### ARTICLE
La question des liens dans le ressort de la juridiction de résidence et en d'autres lieux englobe toute la gamme des rapports et des engagements d'une personne: biens et placements, emploi, famille, affaires, liens culturels et mondains en sont des exemples. Tous les éléments ne seront pas retenus dans chaque cas. Ils doivent être considérés à la lumière du postulat que chacun doit avoir une résidence fiscale et qu'un individu peut avoir simultanément plus d'une résidence du point de vue fiscal.

[45] Il est bien établi par la jurisprudence que la question de la résidence doit être déterminée selon les faits de chaque affaire. Ceci étant, il y a amplement de jurisprudence qui considère les liens primaires et secondaire dont la durée des séjours, les liens sociaux, familiaux et économiques [9].

### DONNÉES FOURNIES
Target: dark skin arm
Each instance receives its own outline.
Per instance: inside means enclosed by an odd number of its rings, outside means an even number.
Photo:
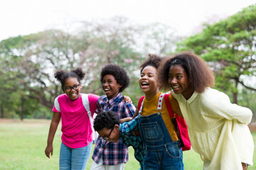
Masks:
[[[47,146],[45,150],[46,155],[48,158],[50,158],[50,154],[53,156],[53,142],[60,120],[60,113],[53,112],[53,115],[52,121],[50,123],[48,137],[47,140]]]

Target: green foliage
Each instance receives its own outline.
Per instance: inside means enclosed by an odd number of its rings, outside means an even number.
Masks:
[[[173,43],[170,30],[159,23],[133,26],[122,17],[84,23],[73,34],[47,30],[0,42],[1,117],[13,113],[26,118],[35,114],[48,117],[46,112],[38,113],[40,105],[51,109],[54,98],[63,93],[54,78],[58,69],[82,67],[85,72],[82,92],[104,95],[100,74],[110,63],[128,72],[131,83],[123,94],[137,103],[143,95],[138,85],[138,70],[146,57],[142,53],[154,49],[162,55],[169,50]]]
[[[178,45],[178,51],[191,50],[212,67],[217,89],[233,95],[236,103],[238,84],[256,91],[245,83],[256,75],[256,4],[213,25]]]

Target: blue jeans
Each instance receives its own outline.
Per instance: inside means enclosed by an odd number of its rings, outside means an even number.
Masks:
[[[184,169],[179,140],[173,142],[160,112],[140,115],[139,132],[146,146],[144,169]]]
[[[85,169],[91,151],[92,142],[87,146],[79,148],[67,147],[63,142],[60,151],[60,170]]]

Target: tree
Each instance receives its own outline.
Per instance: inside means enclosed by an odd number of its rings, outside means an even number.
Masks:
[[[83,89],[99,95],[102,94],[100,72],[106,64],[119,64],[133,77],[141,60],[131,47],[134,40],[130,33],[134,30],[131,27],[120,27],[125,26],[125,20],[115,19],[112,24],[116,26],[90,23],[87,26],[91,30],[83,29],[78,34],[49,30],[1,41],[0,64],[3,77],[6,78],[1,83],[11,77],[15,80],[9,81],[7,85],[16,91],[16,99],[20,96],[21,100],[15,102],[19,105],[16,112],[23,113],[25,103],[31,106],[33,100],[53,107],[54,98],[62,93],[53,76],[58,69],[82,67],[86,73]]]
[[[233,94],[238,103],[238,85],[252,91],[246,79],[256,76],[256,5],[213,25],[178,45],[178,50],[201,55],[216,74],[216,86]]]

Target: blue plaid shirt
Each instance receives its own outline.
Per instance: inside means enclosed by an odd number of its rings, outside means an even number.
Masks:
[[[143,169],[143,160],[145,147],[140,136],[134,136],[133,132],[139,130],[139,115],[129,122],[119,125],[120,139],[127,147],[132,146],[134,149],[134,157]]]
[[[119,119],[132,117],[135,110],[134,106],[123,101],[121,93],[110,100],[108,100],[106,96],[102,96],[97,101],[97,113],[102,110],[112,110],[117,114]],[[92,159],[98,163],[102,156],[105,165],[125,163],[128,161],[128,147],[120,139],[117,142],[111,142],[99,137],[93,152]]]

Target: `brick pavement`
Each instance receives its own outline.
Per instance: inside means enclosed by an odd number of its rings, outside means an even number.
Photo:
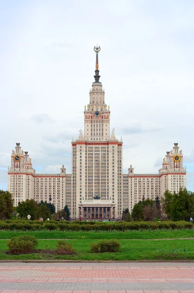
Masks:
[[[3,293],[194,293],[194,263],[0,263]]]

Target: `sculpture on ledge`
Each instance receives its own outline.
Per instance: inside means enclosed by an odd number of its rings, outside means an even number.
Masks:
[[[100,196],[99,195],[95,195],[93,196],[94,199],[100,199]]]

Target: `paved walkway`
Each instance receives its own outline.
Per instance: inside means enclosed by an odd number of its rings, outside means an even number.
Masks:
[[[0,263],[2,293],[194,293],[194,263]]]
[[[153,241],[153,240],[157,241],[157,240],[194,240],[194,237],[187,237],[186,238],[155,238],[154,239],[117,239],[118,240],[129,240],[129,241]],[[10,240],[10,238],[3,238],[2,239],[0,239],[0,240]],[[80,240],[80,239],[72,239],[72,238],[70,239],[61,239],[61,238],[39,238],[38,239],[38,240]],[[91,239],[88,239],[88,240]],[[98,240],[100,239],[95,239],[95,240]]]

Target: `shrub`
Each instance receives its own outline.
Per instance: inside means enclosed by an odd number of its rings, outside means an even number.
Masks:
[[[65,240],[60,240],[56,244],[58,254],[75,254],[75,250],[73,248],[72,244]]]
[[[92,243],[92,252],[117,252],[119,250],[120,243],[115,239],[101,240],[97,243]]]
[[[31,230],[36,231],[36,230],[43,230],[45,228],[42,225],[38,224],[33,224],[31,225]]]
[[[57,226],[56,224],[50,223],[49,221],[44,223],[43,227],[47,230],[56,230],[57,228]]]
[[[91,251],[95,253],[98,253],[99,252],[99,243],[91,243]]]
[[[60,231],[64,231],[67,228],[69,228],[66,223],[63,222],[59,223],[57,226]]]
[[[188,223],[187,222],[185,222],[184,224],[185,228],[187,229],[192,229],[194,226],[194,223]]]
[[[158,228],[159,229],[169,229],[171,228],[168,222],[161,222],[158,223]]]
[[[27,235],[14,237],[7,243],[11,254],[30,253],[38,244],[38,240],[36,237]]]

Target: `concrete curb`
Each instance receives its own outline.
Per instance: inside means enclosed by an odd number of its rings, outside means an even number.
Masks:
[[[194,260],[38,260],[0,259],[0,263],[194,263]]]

### CONSIGNE
Recopiez fidèlement le passage de l'article sur la résidence fiscale compris entre « La question des » et « de vue fiscal. », ces deux passages inclus.

### CORRIGÉ COMPLET
La question des liens dans le ressort de la juridiction de résidence et en d'autres lieux englobe toute la gamme des rapports et des engagements d'une personne: biens et placements, emploi, famille, affaires, liens culturels et mondains en sont des exemples. Tous les éléments ne seront pas retenus dans chaque cas. Ils doivent être considérés à la lumière du postulat que chacun doit avoir une résidence fiscale et qu'un individu peut avoir simultanément plus d'une résidence du point de vue fiscal.